--- BEGIN Selected extract ---

Can Executive deliver a ‘shared future’?

The exchange of insults between Peter Robinson and Martin McGuinness in recent weeks has exposed the real crisis within the power-sharing Executive. After returning from his luxury holiday home in Florida, Robinson chose to turn the temperature up by declaring at a meeting with big business that the DUP were now in favour of scrapping the current veto arrangement in the Executive and replacing it with a weighted majority arrangement.

The exchange of insults between Peter Robinson and Martin McGuinness in recent weeks has exposed the real crisis within the power-sharing Executive.

After returning from his luxury holiday home in Florida, Robinson chose to turn the temperature up by declaring at a meeting with big business that the DUP were now in favour of scrapping the current veto arrangement in the Executive and replacing it with a weighted majority arrangement.

This proposal would mean in effect overturning the St. Andrew’s Agreement, taking away Sinn Fein’s veto and installing a form of majority rule which Sinn Fein would never agree to. The ensuing attacks between McGuinness and Robinson have continued over a series of contentious issues, not least the devolution of policing and justice powers. The roots of this current fall-out can be traced back to the European elections which saw a significant drop in support away from the DUP away to their new rivals Jim Allister’s Traditional Unionist Voice (TUV).

The TUV took 14% (66,000 votes) away from the DUP, leaving Diane Dodds just about crawling past the finishing line to secure the last MEP seat behind the UUP and Sinn Fein. It was a humiliating experience for the DUP and a real warning that they could continue to lose ground to the TUV, raising the possibility that Sinn Fein could become the biggest party in the North.

--- END Selected extract ---
--- BEGIN Supplied entries ---

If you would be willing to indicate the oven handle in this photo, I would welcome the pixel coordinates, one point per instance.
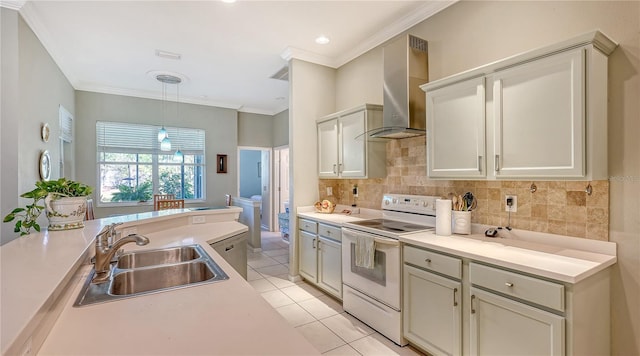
(380, 240)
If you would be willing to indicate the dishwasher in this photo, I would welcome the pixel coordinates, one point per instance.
(234, 250)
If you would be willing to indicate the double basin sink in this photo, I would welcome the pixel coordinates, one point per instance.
(151, 271)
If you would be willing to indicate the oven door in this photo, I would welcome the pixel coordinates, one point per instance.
(383, 281)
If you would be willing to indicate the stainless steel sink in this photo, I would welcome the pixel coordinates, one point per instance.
(150, 279)
(152, 271)
(146, 258)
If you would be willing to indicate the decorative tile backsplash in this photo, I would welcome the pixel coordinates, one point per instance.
(557, 207)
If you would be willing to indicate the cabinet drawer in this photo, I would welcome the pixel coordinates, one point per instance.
(527, 288)
(308, 225)
(433, 261)
(330, 232)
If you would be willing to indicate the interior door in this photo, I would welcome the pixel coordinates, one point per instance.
(265, 219)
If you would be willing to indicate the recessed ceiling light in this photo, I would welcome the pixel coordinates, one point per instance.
(322, 39)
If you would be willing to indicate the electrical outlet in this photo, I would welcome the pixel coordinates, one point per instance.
(511, 203)
(129, 231)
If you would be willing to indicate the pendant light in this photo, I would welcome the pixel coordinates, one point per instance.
(163, 135)
(178, 156)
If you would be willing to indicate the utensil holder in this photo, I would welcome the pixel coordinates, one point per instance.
(461, 222)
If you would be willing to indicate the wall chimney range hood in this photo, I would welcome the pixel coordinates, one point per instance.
(405, 69)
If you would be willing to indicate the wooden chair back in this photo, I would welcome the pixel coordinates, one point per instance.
(164, 204)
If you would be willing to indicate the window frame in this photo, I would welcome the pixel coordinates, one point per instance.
(155, 163)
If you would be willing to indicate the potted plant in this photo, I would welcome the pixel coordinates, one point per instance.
(65, 202)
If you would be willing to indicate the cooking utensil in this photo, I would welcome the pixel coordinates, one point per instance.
(470, 201)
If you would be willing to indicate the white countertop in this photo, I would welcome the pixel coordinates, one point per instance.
(212, 318)
(563, 258)
(337, 217)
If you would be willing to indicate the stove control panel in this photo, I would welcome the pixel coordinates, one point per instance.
(419, 204)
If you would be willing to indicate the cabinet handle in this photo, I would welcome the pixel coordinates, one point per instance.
(455, 301)
(473, 297)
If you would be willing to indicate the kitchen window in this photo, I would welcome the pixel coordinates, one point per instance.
(132, 168)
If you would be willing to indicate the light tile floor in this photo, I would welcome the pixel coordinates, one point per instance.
(318, 317)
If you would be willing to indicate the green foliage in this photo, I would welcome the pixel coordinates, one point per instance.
(27, 216)
(143, 192)
(171, 183)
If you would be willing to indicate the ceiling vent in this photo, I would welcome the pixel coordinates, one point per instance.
(282, 74)
(168, 55)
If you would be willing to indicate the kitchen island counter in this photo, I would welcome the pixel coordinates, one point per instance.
(226, 317)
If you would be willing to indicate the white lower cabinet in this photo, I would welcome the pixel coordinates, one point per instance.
(458, 306)
(321, 255)
(501, 326)
(330, 266)
(433, 318)
(308, 255)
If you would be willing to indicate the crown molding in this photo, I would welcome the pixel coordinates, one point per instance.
(422, 13)
(12, 5)
(292, 52)
(30, 16)
(425, 11)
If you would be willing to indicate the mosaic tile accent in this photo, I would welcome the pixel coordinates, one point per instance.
(558, 207)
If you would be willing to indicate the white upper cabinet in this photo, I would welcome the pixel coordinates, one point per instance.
(455, 132)
(541, 114)
(539, 118)
(344, 151)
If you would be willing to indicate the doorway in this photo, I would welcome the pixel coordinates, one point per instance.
(254, 180)
(281, 178)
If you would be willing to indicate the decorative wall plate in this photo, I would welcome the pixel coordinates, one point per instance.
(45, 165)
(46, 131)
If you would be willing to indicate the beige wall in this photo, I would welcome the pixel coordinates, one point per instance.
(311, 96)
(255, 130)
(34, 87)
(220, 125)
(473, 33)
(281, 129)
(360, 81)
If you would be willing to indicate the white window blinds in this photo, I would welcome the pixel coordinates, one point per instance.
(138, 138)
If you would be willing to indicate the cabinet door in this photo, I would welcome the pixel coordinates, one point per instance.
(456, 130)
(328, 148)
(432, 315)
(308, 255)
(352, 162)
(330, 266)
(500, 326)
(539, 116)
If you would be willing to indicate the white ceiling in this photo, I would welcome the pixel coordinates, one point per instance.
(228, 51)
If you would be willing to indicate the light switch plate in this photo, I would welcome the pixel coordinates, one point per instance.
(514, 205)
(129, 231)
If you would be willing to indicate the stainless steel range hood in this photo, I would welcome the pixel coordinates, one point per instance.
(405, 69)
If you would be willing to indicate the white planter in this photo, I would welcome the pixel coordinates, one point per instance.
(65, 213)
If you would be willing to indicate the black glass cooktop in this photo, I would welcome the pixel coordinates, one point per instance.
(391, 225)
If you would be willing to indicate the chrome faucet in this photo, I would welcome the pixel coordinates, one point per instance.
(105, 251)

--- END Supplied entries ---

• _Prompt 1_:
Answer these questions from the article on the power-sharing Executive:
(a) What did Robinson say the DUP wanted to replace the current veto arrangement with?
(b) How much support did the TUV take away from the DUP in the European elections?
(c) Who secured the last MEP seat for the DUP?
• _Prompt 2_: According to the article on the power-sharing Executive, why was the European election result a real warning for the DUP?

• _Worked solution 1_:
(a) A weighted majority arrangement.
(b) 14%, or 66,000 votes.
(c) Diane Dodds.

• _Worked solution 2_: The TUV had taken 14% of the vote away from the DUP, so the DUP could keep losing ground to the TUV. That raised the possibility that Sinn Fein could become the biggest party in the North.